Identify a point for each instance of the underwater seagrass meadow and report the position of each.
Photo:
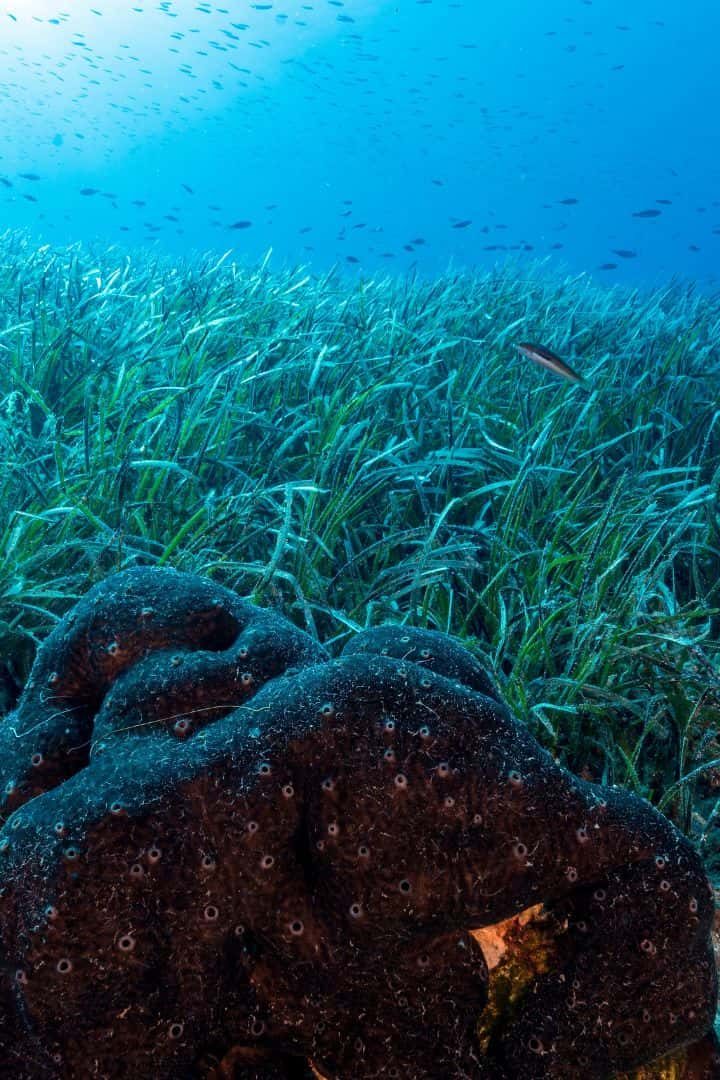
(354, 453)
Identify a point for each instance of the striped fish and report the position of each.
(546, 359)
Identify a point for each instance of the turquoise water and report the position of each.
(369, 134)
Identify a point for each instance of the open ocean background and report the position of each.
(372, 134)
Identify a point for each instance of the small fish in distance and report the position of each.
(546, 359)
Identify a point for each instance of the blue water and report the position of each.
(370, 134)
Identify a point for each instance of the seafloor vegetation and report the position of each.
(377, 450)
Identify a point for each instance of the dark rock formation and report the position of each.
(219, 841)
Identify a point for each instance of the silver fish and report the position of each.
(546, 359)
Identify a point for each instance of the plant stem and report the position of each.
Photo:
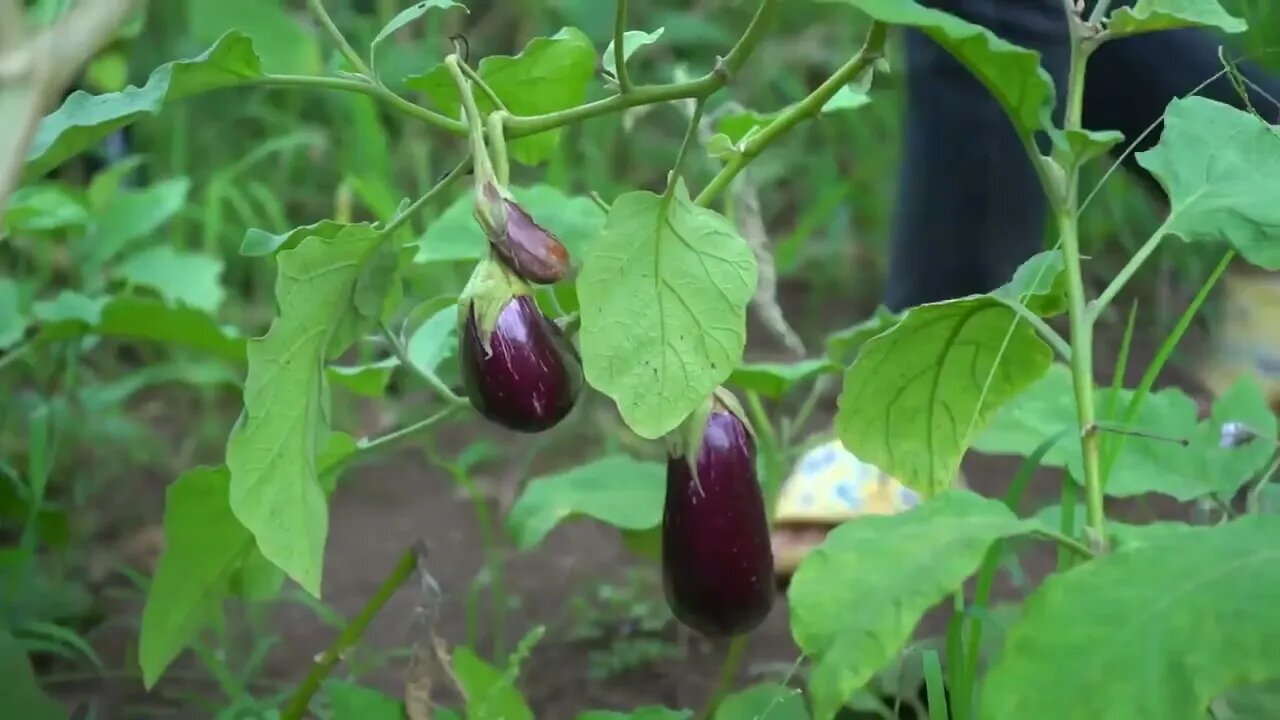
(375, 91)
(673, 177)
(446, 182)
(498, 140)
(728, 670)
(429, 377)
(649, 95)
(620, 55)
(1065, 542)
(321, 16)
(1127, 273)
(872, 50)
(484, 86)
(348, 637)
(1080, 322)
(475, 123)
(382, 442)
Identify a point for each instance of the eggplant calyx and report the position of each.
(489, 290)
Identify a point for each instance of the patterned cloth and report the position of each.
(831, 484)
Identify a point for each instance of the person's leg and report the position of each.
(969, 206)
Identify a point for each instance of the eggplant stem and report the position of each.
(350, 636)
(728, 670)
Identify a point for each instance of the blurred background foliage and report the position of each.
(164, 208)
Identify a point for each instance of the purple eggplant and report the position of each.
(716, 552)
(519, 369)
(533, 251)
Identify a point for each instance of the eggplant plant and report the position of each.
(1138, 620)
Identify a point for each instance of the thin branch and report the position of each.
(872, 50)
(321, 16)
(620, 53)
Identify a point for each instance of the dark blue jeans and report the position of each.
(969, 208)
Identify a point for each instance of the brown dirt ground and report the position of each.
(383, 507)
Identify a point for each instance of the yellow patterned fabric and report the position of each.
(831, 484)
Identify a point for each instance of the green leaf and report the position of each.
(435, 340)
(181, 278)
(663, 296)
(127, 215)
(648, 712)
(617, 491)
(455, 236)
(764, 701)
(18, 686)
(490, 695)
(13, 314)
(69, 306)
(1144, 464)
(204, 545)
(259, 242)
(1153, 16)
(350, 701)
(552, 73)
(1166, 625)
(286, 45)
(402, 18)
(1086, 145)
(1217, 167)
(272, 454)
(842, 346)
(141, 318)
(776, 379)
(737, 126)
(85, 119)
(369, 381)
(632, 40)
(1013, 74)
(892, 569)
(919, 392)
(42, 208)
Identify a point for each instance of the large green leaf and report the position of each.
(1219, 167)
(920, 391)
(1156, 629)
(85, 119)
(18, 687)
(1155, 16)
(272, 452)
(1013, 74)
(204, 546)
(663, 299)
(178, 277)
(620, 491)
(552, 73)
(1155, 463)
(858, 597)
(455, 236)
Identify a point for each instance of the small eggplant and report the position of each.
(533, 251)
(716, 552)
(519, 369)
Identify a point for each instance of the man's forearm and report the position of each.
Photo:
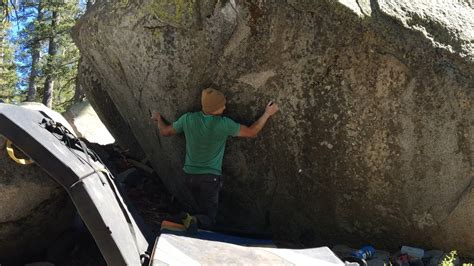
(257, 126)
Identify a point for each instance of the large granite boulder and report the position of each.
(86, 124)
(374, 139)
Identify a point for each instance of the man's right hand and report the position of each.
(271, 108)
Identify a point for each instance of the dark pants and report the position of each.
(205, 191)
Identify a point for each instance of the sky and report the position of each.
(16, 27)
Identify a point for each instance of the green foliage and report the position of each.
(35, 37)
(8, 77)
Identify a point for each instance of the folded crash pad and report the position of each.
(92, 189)
(171, 249)
(168, 227)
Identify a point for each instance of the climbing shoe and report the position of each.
(190, 223)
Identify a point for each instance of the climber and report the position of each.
(206, 133)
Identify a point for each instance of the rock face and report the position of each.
┄┄┄┄┄┄
What is needed | All lines from the one holding "Identify a point for each instance of the climbing" through the end of the entries need to be given again exactly. Leave out the others.

Result for this task |
Identify a point for each instance of the climbing shoe and report the position of each.
(190, 223)
Identify a point for each instance of the climber and report the position of each.
(206, 133)
Identify a point for each instance of the rock face and report the position of each.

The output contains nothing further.